What you should do
Write the next part of the forum thread about the 6NF proposal, picking up right after its final sentence.

Passage to read
Re: Proposal: 6NF

Marshall wrote:
> On Oct 19, 8:40 pm, "vc" <boston..._at_hotmail.com> wrote:
> > Marshall wrote:
> >
> > > > "return new ModFour((val+a.val)%4)" is called a bug or cheating
> > > > because you used a function defined on the entire domain NxN (where N
> > > > is a subset of the natural numbers implemented by the computer) to
> > > > generate a result which is undefined for the (2,3) pair.
> >
> > > It's not a bug, since the program produces the correct result, which is
> > > 1. It's not "cheating" because WTF does cheating even mean in
> > > this context. What it is, is the absence of closure over the subclass.
> > > Which is no big deal.
> >
> > So producing an absurd result is no big deal ? You seem to have agreed
> > that in the {2,3} subset there is no '1', how come your java
> > implementation manages to extract '1' out of nowhere ?
>
> Consider the below function:
>
> Let S4 = {0, 1, 2, 3}
> Let S23 = {2, 3}
> f : S23, S23 -> S4

The binary operation over S23 is g:S23:S23 -> S23, your f does not qualify. aAcommon example is '+'.

>
> f(2,2) = 0
> f(2,3) = 1
> f(3,2) = 1
> f(3,3) = 2
>
> Your claim is what, exactly? That this is not a function? That
> it doesn't exist? That it's cheating? That it's invalidly defined
> because the result type is not the same as the types of
> both parameters?

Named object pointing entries
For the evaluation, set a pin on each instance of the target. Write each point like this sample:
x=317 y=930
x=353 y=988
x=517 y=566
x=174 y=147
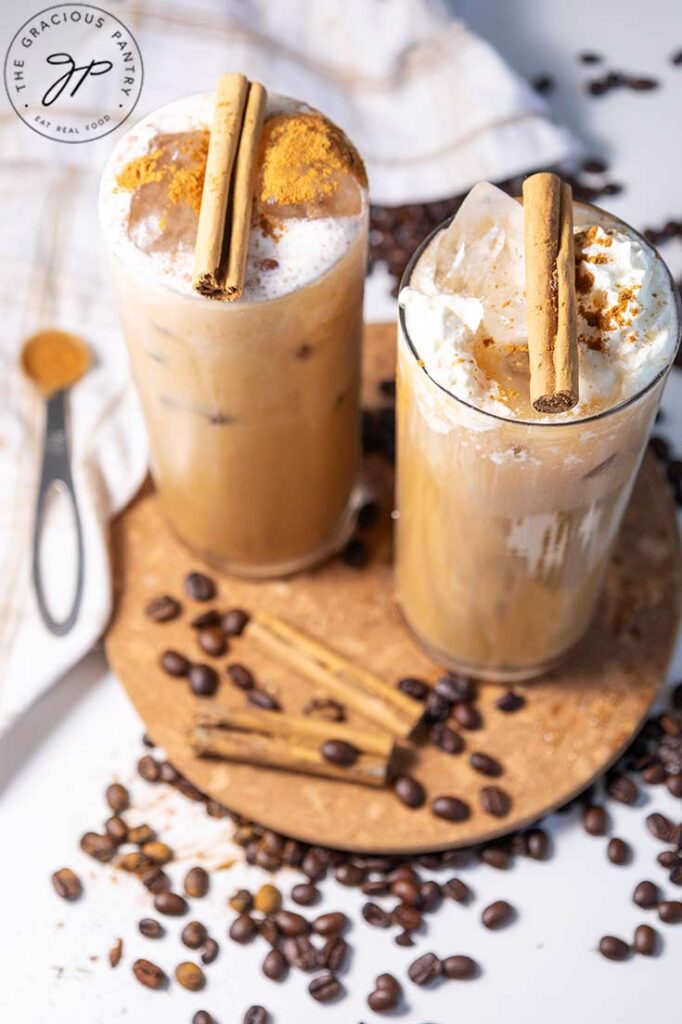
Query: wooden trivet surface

...

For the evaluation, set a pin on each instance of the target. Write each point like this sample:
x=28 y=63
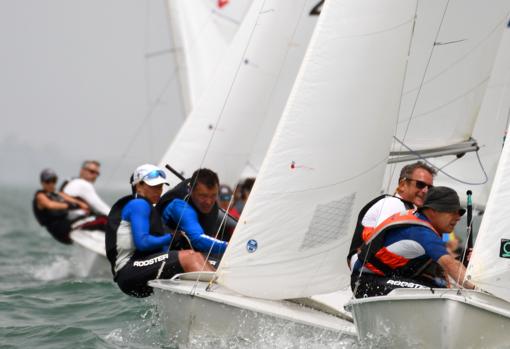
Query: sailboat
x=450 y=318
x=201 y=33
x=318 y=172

Result for this exercise
It's not a binary opeartion that we've been talking about all along. Did you read the reference I gave earlier or not ?

>
>
> > > > At thispoint, it may be useful to recall what a function is and
> > > > apply the memory, if any, to the addMod4 operation.
> >
> > > Indeed. A function is a mapping from one set to another.
> > > In this case, the domain is pairs of values from {0,1,2,3}
> > > and the range is that same set. This particular
> > > function qualifies as a binary function, and also
> > > exhibits closure over the set {0,1,2,3}. Since {2,3} is a
> > > subset of {0,1,2,3}, the function is fully defined over
> > > that subset. However, since that function is not closed
> >
> > How can it be 'fully defined' over {2,3} and 'not closed' at the same
> > time ? What does (2,3) map to ? If you say to one, then you
> > exctract '1' out of nowhere again.
>
> I don't understand this "out of nowhere" business. It's just
> a plain, regular number one. Nothing could be simpler.

Where is '1' in {2,3} ?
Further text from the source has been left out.